- Material for this exercise:
- Opening Delimiter -

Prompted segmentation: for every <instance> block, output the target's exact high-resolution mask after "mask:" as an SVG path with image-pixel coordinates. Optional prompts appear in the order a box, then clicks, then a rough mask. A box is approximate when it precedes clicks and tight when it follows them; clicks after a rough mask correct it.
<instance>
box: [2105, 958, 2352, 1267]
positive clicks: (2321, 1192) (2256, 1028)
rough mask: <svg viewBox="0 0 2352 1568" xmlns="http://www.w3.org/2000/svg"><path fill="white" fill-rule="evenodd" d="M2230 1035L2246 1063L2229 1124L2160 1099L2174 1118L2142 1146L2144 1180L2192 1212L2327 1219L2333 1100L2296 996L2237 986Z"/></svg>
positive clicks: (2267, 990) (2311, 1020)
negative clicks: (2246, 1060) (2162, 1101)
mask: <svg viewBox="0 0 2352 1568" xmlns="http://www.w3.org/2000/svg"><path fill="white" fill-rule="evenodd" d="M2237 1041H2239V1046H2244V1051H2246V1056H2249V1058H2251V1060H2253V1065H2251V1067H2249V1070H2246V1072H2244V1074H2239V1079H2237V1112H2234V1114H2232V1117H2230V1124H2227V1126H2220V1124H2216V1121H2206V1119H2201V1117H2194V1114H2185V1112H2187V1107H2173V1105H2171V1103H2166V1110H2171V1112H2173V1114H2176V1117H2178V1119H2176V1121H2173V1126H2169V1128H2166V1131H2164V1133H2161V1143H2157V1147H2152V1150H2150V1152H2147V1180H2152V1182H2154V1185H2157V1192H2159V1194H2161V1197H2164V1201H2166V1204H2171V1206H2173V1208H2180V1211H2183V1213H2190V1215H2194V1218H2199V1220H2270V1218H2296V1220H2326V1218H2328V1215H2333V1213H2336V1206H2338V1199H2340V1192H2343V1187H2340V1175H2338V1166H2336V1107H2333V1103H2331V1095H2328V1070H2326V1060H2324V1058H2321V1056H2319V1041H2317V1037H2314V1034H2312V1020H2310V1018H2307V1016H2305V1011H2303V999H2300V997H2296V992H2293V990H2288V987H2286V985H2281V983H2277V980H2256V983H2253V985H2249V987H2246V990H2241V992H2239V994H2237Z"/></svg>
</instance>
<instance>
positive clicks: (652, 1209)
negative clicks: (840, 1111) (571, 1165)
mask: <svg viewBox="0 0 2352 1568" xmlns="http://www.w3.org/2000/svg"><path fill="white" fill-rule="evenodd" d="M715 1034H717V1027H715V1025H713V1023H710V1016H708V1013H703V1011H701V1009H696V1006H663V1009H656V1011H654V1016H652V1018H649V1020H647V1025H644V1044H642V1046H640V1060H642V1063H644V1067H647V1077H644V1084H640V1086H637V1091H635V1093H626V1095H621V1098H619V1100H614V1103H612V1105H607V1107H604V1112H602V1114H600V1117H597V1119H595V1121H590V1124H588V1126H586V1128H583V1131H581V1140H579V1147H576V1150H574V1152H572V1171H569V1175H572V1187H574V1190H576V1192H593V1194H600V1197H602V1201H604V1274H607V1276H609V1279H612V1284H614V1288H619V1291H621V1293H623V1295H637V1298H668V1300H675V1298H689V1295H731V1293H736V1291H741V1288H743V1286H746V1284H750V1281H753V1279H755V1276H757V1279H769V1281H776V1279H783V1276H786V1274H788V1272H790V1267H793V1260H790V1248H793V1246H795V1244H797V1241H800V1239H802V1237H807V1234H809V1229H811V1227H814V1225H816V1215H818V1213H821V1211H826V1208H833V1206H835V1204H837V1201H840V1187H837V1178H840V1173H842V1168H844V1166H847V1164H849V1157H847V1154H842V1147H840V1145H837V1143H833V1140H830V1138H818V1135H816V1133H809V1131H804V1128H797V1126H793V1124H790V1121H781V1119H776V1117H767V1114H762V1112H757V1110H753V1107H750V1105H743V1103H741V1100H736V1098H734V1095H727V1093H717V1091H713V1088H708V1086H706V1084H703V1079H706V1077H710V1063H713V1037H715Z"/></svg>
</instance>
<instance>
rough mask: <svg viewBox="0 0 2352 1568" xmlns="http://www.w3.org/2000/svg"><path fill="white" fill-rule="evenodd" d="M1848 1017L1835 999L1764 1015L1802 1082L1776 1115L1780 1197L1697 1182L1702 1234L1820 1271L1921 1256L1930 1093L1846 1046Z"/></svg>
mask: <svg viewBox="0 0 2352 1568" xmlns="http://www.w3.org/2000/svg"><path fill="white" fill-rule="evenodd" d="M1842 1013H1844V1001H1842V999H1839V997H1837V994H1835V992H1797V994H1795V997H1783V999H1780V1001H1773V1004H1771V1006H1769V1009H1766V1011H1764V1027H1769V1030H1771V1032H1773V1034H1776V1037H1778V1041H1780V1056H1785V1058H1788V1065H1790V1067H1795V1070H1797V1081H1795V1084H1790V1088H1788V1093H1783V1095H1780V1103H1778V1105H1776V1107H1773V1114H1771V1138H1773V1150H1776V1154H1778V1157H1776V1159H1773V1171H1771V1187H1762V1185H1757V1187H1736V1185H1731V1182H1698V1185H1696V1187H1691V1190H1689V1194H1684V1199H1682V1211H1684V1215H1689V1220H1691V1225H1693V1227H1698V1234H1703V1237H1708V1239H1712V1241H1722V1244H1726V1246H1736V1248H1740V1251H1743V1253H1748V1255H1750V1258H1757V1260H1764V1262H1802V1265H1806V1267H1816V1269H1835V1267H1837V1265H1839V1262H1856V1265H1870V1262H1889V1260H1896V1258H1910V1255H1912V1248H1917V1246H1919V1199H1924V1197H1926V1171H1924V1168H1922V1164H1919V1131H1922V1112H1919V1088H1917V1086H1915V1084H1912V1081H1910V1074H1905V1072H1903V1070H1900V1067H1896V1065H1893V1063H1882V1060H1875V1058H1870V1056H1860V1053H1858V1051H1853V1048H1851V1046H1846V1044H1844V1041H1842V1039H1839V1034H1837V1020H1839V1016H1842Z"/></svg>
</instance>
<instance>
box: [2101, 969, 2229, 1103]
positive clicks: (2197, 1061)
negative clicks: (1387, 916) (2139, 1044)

- Closing Delimiter -

- Problem details: Only an exact copy of the listing above, from its first line up to and including the line with "positive clicks: (2321, 1192) (2256, 1028)", counts as the answer.

- Exercise response:
Prompted segmentation: for every <instance> block, output the target's exact high-resolution mask after "mask:" as an SVG path with image-pixel coordinates. Optional prompts appear in the order a box, then clicks, then a rough mask. A box is approximate when it precedes clicks and tight when it follows them; clicks after a rough mask correct it.
<instance>
box: [2105, 958, 2352, 1267]
positive clicks: (2321, 1192) (2256, 1028)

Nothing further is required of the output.